Please transcribe the data below exactly. Leave the pictures out.

Coordinate labeling data
# # # # #

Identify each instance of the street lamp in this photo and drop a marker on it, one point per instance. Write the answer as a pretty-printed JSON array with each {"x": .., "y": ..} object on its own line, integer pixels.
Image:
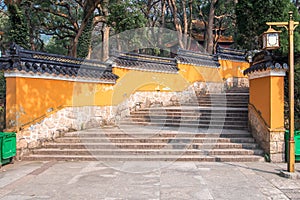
[
  {"x": 1, "y": 33},
  {"x": 271, "y": 41}
]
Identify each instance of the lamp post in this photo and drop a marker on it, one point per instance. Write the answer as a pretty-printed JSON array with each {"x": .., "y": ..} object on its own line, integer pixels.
[
  {"x": 270, "y": 42},
  {"x": 1, "y": 33}
]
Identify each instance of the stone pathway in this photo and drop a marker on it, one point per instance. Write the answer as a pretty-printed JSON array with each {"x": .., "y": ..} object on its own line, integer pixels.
[{"x": 146, "y": 180}]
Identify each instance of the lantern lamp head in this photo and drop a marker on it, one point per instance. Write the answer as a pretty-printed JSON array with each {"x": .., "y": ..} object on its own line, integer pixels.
[{"x": 271, "y": 39}]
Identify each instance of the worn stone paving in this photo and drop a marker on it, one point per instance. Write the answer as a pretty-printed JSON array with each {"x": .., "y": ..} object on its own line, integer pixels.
[{"x": 146, "y": 180}]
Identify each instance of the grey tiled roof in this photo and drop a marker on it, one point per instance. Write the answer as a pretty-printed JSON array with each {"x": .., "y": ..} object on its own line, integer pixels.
[
  {"x": 196, "y": 58},
  {"x": 41, "y": 63},
  {"x": 231, "y": 54},
  {"x": 144, "y": 62},
  {"x": 264, "y": 60}
]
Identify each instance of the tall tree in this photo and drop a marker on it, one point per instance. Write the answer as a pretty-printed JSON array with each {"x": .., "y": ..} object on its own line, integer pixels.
[
  {"x": 252, "y": 17},
  {"x": 19, "y": 30},
  {"x": 209, "y": 43}
]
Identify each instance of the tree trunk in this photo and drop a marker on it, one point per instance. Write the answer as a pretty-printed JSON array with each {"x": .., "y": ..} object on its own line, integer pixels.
[
  {"x": 178, "y": 28},
  {"x": 190, "y": 24},
  {"x": 185, "y": 24},
  {"x": 105, "y": 42},
  {"x": 209, "y": 30},
  {"x": 163, "y": 10}
]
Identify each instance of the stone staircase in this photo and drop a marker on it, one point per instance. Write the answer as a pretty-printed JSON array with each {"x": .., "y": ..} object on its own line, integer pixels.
[
  {"x": 214, "y": 111},
  {"x": 208, "y": 131}
]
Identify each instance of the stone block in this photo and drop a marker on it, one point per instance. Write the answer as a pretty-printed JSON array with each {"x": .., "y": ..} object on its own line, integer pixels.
[
  {"x": 276, "y": 136},
  {"x": 22, "y": 144},
  {"x": 277, "y": 157},
  {"x": 34, "y": 144}
]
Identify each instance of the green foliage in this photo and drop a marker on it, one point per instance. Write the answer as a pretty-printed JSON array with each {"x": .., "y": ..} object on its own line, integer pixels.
[
  {"x": 84, "y": 41},
  {"x": 57, "y": 46},
  {"x": 296, "y": 96},
  {"x": 252, "y": 16},
  {"x": 19, "y": 31},
  {"x": 125, "y": 16}
]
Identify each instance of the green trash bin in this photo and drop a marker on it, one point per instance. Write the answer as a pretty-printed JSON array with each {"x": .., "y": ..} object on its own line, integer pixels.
[
  {"x": 297, "y": 144},
  {"x": 7, "y": 147}
]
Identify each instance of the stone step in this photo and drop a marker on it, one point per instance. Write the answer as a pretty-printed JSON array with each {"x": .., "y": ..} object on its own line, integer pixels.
[
  {"x": 152, "y": 140},
  {"x": 219, "y": 158},
  {"x": 213, "y": 104},
  {"x": 184, "y": 118},
  {"x": 152, "y": 145},
  {"x": 212, "y": 125},
  {"x": 162, "y": 133},
  {"x": 188, "y": 120},
  {"x": 243, "y": 115},
  {"x": 121, "y": 152},
  {"x": 189, "y": 109}
]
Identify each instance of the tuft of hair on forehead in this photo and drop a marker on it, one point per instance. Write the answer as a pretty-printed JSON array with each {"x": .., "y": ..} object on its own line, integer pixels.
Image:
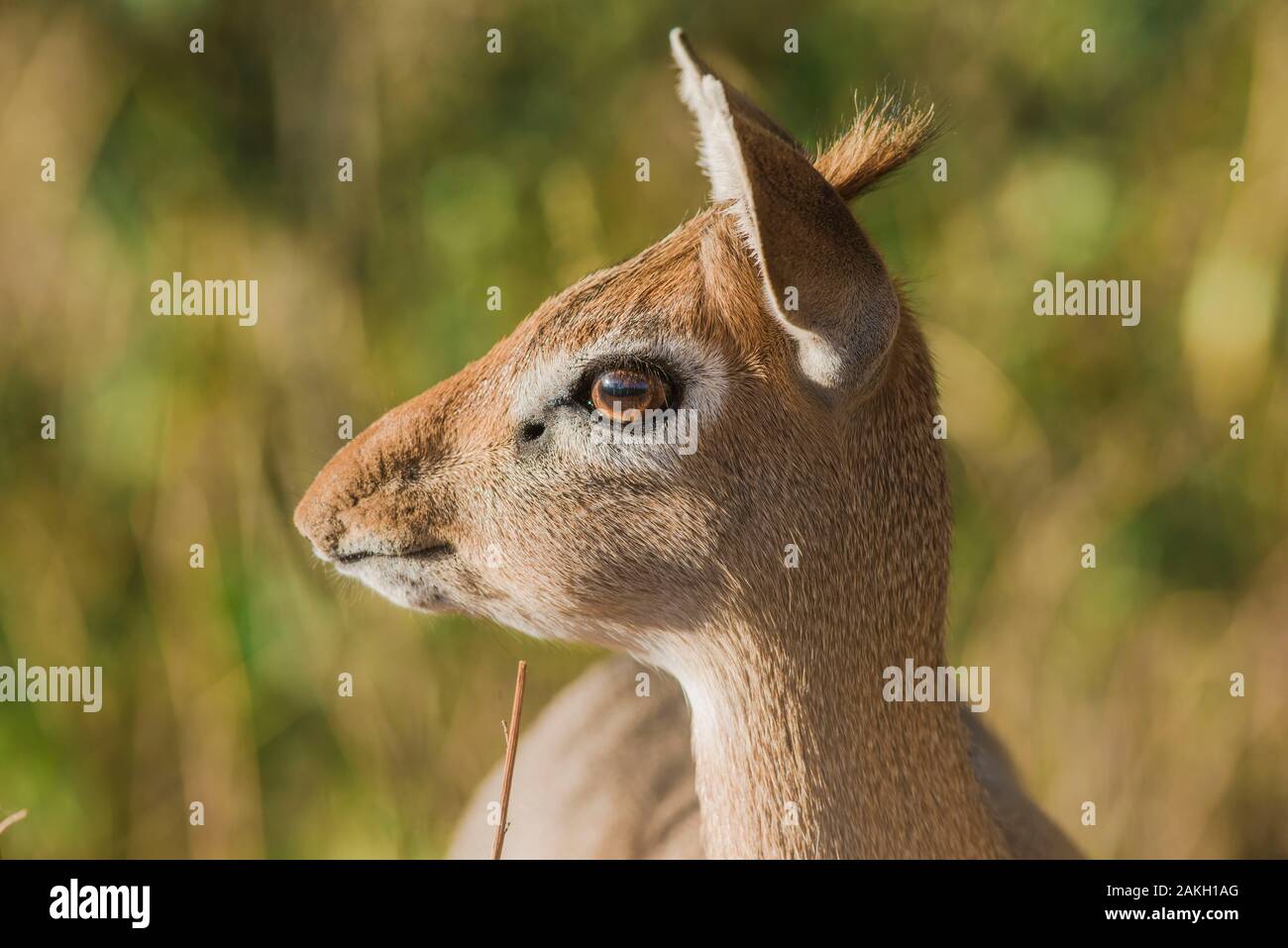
[{"x": 887, "y": 134}]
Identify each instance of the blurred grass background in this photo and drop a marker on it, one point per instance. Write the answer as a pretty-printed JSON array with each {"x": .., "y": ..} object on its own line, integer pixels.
[{"x": 518, "y": 170}]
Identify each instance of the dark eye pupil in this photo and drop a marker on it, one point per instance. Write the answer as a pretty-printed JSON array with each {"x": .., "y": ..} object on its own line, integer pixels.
[{"x": 623, "y": 385}]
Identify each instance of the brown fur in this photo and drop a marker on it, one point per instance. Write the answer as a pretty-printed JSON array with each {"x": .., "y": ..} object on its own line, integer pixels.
[{"x": 678, "y": 559}]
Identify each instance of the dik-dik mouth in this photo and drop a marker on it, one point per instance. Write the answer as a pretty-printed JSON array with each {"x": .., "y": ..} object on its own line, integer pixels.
[{"x": 423, "y": 553}]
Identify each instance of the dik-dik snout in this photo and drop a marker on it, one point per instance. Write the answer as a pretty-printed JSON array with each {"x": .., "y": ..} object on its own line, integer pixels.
[{"x": 382, "y": 507}]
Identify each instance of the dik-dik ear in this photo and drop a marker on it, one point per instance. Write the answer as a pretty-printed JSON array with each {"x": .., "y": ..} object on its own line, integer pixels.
[{"x": 820, "y": 275}]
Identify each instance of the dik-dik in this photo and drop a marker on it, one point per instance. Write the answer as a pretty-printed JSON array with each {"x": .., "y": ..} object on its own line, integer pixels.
[{"x": 771, "y": 320}]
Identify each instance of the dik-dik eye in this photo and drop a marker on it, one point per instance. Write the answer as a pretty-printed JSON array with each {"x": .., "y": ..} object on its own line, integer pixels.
[{"x": 622, "y": 393}]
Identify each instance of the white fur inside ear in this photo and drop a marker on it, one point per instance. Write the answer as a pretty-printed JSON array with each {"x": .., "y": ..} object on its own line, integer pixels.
[{"x": 720, "y": 158}]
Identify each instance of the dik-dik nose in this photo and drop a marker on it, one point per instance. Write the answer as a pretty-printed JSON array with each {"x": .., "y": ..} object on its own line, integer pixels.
[{"x": 366, "y": 501}]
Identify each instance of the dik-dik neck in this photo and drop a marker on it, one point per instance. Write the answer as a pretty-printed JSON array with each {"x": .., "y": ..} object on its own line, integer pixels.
[
  {"x": 799, "y": 756},
  {"x": 798, "y": 753}
]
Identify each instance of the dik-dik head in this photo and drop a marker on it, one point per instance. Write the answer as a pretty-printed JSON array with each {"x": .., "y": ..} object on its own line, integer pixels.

# # # # #

> [Result for this task]:
Identify each instance of the street lamp in this photo and drop a marker on it, one point per instance. Write the answer as a pretty-printed JSON array with each {"x": .., "y": ..} object on its own line, integer pixels.
Image:
[
  {"x": 1, "y": 33},
  {"x": 271, "y": 41}
]
Identify each instance of the lamp post in this photo and drop a marker on it, one point per instance. Write the answer as a pretty-printed JSON array with each {"x": .., "y": ..} object on its own line, integer pixels.
[
  {"x": 270, "y": 42},
  {"x": 1, "y": 33}
]
Identify each instance of the stone pathway in this photo and drop a marker on it, one point per instance. Write the answer as a pretty-printed JSON array with each {"x": .., "y": ..} object on its own line, integer pixels.
[{"x": 146, "y": 180}]
Identify each instance of the lantern lamp head in this photo and drop a marker on it, one point per instance. Write the answer as a pretty-printed JSON array with each {"x": .., "y": ..} object on its own line, integer pixels.
[{"x": 271, "y": 39}]
Identify each instance of the worn stone paving in this photo and drop a marker on it, one point per instance. Write the answer as a pretty-printed JSON array with each {"x": .., "y": ..} object on its own line, integer pixels.
[{"x": 146, "y": 180}]
Identify each instance of the grey tiled roof in this photo and drop a marker on it, one point per instance. Write the answer as a pretty-printed JSON array with each {"x": .., "y": ..} object on its own line, integer pixels.
[
  {"x": 196, "y": 58},
  {"x": 41, "y": 63},
  {"x": 231, "y": 54},
  {"x": 144, "y": 62},
  {"x": 264, "y": 60}
]
Identify each instance of the tall tree in this photo and drop a marker on it, one point per instance. Write the answer as a pretty-printed JSON array with each {"x": .., "y": ..} object on its own line, integer pixels.
[
  {"x": 252, "y": 17},
  {"x": 19, "y": 30},
  {"x": 209, "y": 43}
]
Identify each instance of the tree trunk in this photo and drop a marker on it, one point per instance. Write the answer as a pretty-printed JSON array with each {"x": .., "y": ..} object on its own line, integer pixels.
[
  {"x": 178, "y": 28},
  {"x": 190, "y": 24},
  {"x": 185, "y": 24},
  {"x": 105, "y": 42},
  {"x": 209, "y": 30},
  {"x": 163, "y": 10}
]
Identify each instance of the stone staircase in this photo and drop a marker on it, one point per instance. Write the answer as a pretty-printed JSON array with each {"x": .., "y": ..} object on its own line, integer pixels.
[
  {"x": 214, "y": 111},
  {"x": 208, "y": 131}
]
Identify each instance of the stone block in this photo and drop a marker on it, one point per instance. Write the answer as a pretty-printed JSON array with each {"x": .., "y": ..} object on its own line, integer pixels.
[
  {"x": 276, "y": 136},
  {"x": 22, "y": 144},
  {"x": 277, "y": 157},
  {"x": 34, "y": 144}
]
Identify each instance of the green foliage in this photo and drop a marker on it, one point per instance. Write the answer as a pretty-printed JSON array with each {"x": .., "y": ..} object on its own line, integer pixels.
[
  {"x": 84, "y": 41},
  {"x": 57, "y": 46},
  {"x": 296, "y": 96},
  {"x": 252, "y": 16},
  {"x": 19, "y": 31},
  {"x": 125, "y": 16}
]
Identify each instance of the green trash bin in this photo and drop a marker on it, one point per instance. Write the answer as a pretty-printed JSON array with each {"x": .., "y": ..} object on its own line, integer pixels.
[
  {"x": 297, "y": 144},
  {"x": 7, "y": 147}
]
Identify each instance of the stone step in this photo and drop a marker on it, one point per instance. Write the answer as a pretty-printed JSON array with each {"x": .., "y": ..} object on its own line, integer pixels.
[
  {"x": 152, "y": 140},
  {"x": 219, "y": 158},
  {"x": 213, "y": 104},
  {"x": 184, "y": 118},
  {"x": 152, "y": 145},
  {"x": 212, "y": 125},
  {"x": 162, "y": 133},
  {"x": 188, "y": 120},
  {"x": 243, "y": 115},
  {"x": 121, "y": 152},
  {"x": 189, "y": 109}
]
Identify each instance of the tuft of hair on forehead in this photo and drop a marker on it, one point per instance. Write the answer as a pretty-printed JSON array with each {"x": .., "y": ..} object on its own line, integer pixels.
Image:
[{"x": 887, "y": 134}]
Identify each instance of the blurred grass background in this photo and drop a marker on it, one point per instance. Write the answer as a pretty-printed JSON array with each {"x": .., "y": ..} object on its own line, integer pixels.
[{"x": 518, "y": 170}]
Identify each instance of the dark eye pupil in this photo and drop a marker on it, one point per instance. Write the answer as a pretty-printed JSON array with each {"x": .., "y": ..} object on its own line, integer pixels.
[{"x": 623, "y": 385}]
Identify each instance of the brown fur in this photo and drop a marker on it, one point per instance. Write the answer as a pretty-printed JSON array with each {"x": .., "y": ..} object on its own line, integer pixels.
[{"x": 678, "y": 559}]
Identify each instance of the dik-dik mouth in this photo and drop a marker on it, one point per instance. Write the answer as a pretty-printed JSON array with each {"x": .., "y": ..} object on its own line, integer pixels.
[{"x": 423, "y": 553}]
Identify each instance of the dik-dik snout in this photo and drop a marker on it, one point per instance. Write the answer as a pretty-printed JSON array with each {"x": .., "y": ..} object on its own line, integer pixels.
[{"x": 382, "y": 507}]
Identify each instance of the dik-dik ear in this photo and drop a marker on it, one point per instance. Write the answer as a pretty-printed JSON array with each {"x": .., "y": ..} object on its own line, integer pixels.
[{"x": 820, "y": 275}]
Identify each instance of the dik-dik in this photo and drop a marker on it, one point per instance. Write the answer as a pretty-printed JSON array with each {"x": .., "y": ..} object on its own line, integer pixels.
[{"x": 771, "y": 320}]
Identify each instance of the dik-dik eye in this photo and drop a marker on it, one point per instance. Write the answer as a pretty-printed JSON array with each {"x": .., "y": ..} object on its own line, integer pixels.
[{"x": 622, "y": 393}]
Identify each instance of the white fur inside ear in this photo and drop a marker on it, one point per instance. Write the answer as a pretty-printed JSON array with each {"x": .., "y": ..} object on its own line, integer pixels.
[{"x": 720, "y": 158}]
Identify each instance of the dik-dik nose in this photo and drop a marker on it, one point per instance. Write the answer as a pretty-printed JSON array with each {"x": .., "y": ..} object on its own line, integer pixels.
[{"x": 366, "y": 501}]
Identify each instance of the dik-dik neck in this photo and drop a marker on it, one point per instance. Write the answer as a pretty-printed JSON array with each {"x": .., "y": ..} object on its own line, integer pixels.
[
  {"x": 799, "y": 756},
  {"x": 798, "y": 753}
]
Identify each instance of the dik-dik head in this photo and drop a marker on it, one point per instance. Write the answer as a pretty-printed JSON array with each {"x": .., "y": ..} object on its own line, integer pixels.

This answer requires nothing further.